# Assigned task A
In the Tech Death Thursday column, what is the release date given for Katalepsy's full-length Gravenous Hour?
# Assigned task B
Extend the Tech Death Thursday column, picking up right after its final paragraph.

Tech Death Thursday: The Next One
Everybody get up, it’s time to slam now! Grab your mesh shorts and your spacesuits; we’re going into the deep unknown with Infected Swarm and Serpenternity.
First for some news:
- Syrinx snuck up and dropped an LP when nobody was looking. Stream Black Spring for some tasty prog death with crunchy vocals.
- Not proggy enough for you? Then try Opposites in Polarity, the newest from Scalifrea. Prepare yourself for some violent twists and turns in mood.
- Vale of Pnath have finally revealed a new song from their upcoming second album, appropriately entitled II. Check out “Klendathu” right here and bask in tech most righteous.
- Blah blah production woes who gives a shit new Fallujah
- Katalepsy have put out a short trailer for their upcoming full-length Gravenous Hour, due out on May 27th. It sounds a bit like a more reserved Aborted… until you hit the end, when they go full-on slam. I’m looking forward to this one.
- You want more Entheos, you got more Entheos. Check out “Perpetual Miscalculations” right here. Of the three tracks released so far, this one feels the most like their previous work, but it flows a little better. Oh, and it slams (albeit briefly and somehow progressively).
I don’t really remember how I came across Survival Race; the only thing that comes to memory is that I found it while searching for tech bands, headbanged so hard I pulled a neck muscle, and immediately placed it in the queue for this week. It’s not really even tech death, but it goes fast and (occasionally) shreds hard. Close enough, right? In any case, Infected Swarm (not to be confused with Infecting The Swarm) have, per their Bandcamp description, added “some melodic parts to slamming brutal death metal.” This might seem counterintuitive for both slam and melodeath, but it works. God damn, does it work.
While there are no shortage of hammer-swinging riffs on Survival Race, they’re done intelligently (I know, I know, hear me out). The mere presence of the melodic parts on this record already sets it apart from many other bands in the genre, but I feel like it’s the band’s mindset- the one that led them to trying this in the first place- that distinguishes them. The songwriting is incredibly smooth, with each section of the song flowing into the next without any bumps. The interplay between the guitars leads to some truly monstrous moments as well; the savage middle section of “Killing Your Family” has one of my favorite riffs of the year across any genre. Tension builds and releases in all the right places, and the single guitar solo on the album is also its most mosh-worthy moment. All told, this is a surprisingly solid EP; thirteen minutes of ignorant bliss.

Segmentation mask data
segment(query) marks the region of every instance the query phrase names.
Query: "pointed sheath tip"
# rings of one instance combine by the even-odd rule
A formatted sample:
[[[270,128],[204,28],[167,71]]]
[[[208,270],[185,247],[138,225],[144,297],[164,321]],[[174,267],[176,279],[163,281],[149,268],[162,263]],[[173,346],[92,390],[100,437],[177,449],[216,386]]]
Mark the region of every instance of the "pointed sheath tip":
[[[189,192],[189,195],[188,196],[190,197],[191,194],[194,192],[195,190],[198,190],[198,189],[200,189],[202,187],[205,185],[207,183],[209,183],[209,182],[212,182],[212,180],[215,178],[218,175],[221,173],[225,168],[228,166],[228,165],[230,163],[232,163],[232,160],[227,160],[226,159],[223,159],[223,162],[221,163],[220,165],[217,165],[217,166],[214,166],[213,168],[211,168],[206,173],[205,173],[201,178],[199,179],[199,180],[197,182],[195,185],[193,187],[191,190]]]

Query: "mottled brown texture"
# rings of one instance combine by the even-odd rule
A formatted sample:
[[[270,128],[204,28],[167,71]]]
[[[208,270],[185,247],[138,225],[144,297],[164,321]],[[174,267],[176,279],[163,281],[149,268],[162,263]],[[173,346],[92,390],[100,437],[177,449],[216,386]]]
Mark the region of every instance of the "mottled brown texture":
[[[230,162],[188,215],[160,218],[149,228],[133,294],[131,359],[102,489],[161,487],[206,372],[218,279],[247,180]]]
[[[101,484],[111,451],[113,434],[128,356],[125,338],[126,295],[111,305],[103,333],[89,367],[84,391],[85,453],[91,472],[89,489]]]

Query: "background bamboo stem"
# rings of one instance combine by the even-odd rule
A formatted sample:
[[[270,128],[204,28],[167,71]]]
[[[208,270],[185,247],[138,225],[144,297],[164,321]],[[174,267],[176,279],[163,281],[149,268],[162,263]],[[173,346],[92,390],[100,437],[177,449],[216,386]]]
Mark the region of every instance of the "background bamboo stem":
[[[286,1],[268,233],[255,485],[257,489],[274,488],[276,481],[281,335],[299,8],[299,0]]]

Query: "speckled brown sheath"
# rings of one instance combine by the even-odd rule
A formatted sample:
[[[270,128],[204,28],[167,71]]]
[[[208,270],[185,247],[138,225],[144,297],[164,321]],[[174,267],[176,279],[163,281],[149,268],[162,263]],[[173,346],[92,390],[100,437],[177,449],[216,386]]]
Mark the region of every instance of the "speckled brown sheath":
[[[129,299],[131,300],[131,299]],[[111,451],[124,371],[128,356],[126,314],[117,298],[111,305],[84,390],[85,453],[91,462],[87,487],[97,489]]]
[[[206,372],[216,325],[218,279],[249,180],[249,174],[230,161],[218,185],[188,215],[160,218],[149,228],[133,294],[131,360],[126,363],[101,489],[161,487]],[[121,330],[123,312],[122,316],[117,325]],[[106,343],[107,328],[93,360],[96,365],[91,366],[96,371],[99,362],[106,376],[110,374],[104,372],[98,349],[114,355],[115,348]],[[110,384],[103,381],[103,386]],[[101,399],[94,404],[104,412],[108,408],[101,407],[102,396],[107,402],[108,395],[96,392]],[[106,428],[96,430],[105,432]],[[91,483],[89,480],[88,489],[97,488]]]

# Response area A
May 27th.

# Response area B
And now we get to the space part of these jams. I would understand if you thought the brutality stopped here, but you’d be dead wrong. Collapsar is every bit as crushing as the singularity for which it’s named. It’s clear listening to this that Serpenternity took the “death” part of tech death to heart; the music is as unpredictable and vitriolic as it is virtuosic. It’s a grab bag of death metal styles, each song being starkly distinct from the others.
This mixture of styles is the album’s greatest strength. It opens with a one-two punch of fast, aggressive tunes (one of which partially continues today’s slam theme, the other of which feels a bit more like traditional death metal) and follows with a still-angry-but-melodic song that swirls and evolves through several ideas woven together in a beautiful progression. The last two songs, “Collapsed Star” and “Endless Space,” are by far my favorites. The former is a Martriden-esque progressive death metal song with a strong emphasis on hooks, and the latter would have fit very well on last year’s Exgenesis record. Collapsar is a shifting examination of the various realms of tech death with a singular sound, staying focused despite its myriad styles.